- [EXERCISE]
Answer from the text about the film Transforming Gender, below:
1. Which government does the text say has come out with the film in association with various media conglomerates?
2. In what two lengths is the film available?
3. Who wrote and directed the film?

- [TEXT SHOWN]
◇ ◇ ◇ ◇ ◇ ◇ ◇

The Canadian government, in association with various media conglomerates, has come out with yet another gender infomercial in its propaganda war against sexual/biological normativity.

How is it to Realize you are Transgender. Transforming Gender, released at the start of “Pride” season and one of a collection called “Real Pride,” is available in both a ten-minute and a sixty-minute version. Funded by Canada Media Fund, the government of Ontario and Radio Canada, and produced by MadHive Media in association with The CBC’s Gender Project Inc. 2015, the film is written and directed by Marc de Guerre, produced by Rachel Low and Janine Heath of Madhive Media.

◇ ◇ ◇ ◇ ◇ ◇ ◇

- [SUPPLIED RECORDS]
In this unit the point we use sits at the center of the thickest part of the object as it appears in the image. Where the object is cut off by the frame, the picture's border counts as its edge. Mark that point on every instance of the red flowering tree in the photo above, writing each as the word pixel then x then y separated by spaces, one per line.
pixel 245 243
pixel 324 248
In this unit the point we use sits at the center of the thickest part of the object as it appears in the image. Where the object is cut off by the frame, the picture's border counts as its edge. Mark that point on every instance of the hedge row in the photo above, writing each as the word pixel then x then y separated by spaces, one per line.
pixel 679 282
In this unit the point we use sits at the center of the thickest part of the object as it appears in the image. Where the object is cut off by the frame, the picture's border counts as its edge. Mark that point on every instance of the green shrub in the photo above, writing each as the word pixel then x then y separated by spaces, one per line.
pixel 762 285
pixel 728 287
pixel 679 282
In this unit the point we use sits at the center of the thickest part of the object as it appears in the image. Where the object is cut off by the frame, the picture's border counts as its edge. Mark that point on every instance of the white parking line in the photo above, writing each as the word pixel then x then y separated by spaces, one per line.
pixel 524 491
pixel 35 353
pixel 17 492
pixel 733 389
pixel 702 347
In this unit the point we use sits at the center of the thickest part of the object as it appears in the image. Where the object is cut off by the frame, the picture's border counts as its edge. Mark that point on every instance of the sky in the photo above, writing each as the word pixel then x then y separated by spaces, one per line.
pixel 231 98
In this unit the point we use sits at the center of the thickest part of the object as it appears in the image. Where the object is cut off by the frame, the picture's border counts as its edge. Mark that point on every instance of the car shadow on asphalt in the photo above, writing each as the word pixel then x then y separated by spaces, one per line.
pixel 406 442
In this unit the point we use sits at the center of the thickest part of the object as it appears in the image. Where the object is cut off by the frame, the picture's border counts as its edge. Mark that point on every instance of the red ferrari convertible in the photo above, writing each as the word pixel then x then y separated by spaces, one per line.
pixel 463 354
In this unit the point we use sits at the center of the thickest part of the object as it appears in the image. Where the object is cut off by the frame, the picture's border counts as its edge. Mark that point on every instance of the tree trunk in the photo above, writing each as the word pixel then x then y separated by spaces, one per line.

◇ ◇ ◇ ◇ ◇ ◇ ◇

- [YOUR RESPONSE]
1. The Canadian government.
2. A ten-minute version and a sixty-minute version.
3. Marc de Guerre.